* AIM OF THE TASK *
Reproduce the listing below word for word, leaving out the pictures.

[Stored items]
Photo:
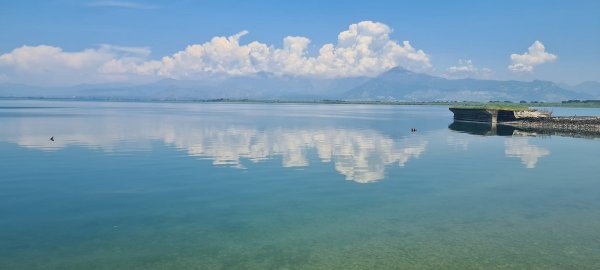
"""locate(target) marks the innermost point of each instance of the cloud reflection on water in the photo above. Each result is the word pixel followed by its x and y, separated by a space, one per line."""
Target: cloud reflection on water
pixel 361 155
pixel 528 153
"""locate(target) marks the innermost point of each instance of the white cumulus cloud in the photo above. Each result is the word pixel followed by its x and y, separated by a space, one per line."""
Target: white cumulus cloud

* WORKED SOLUTION *
Photo:
"""locate(target) marks the innermost point of each instance of the cloud reflection on water in the photo above. Each result is the word pixel followed by its x and y, separated by a space, one per line."""
Target: cloud reflection on water
pixel 361 155
pixel 528 153
"""locate(target) marks the innermost point of each instance of the white cumulus cloud in the photo above. Each result is the word pixel followed by its x and y, separated by a space, one per line."""
Target: white cumulus cloud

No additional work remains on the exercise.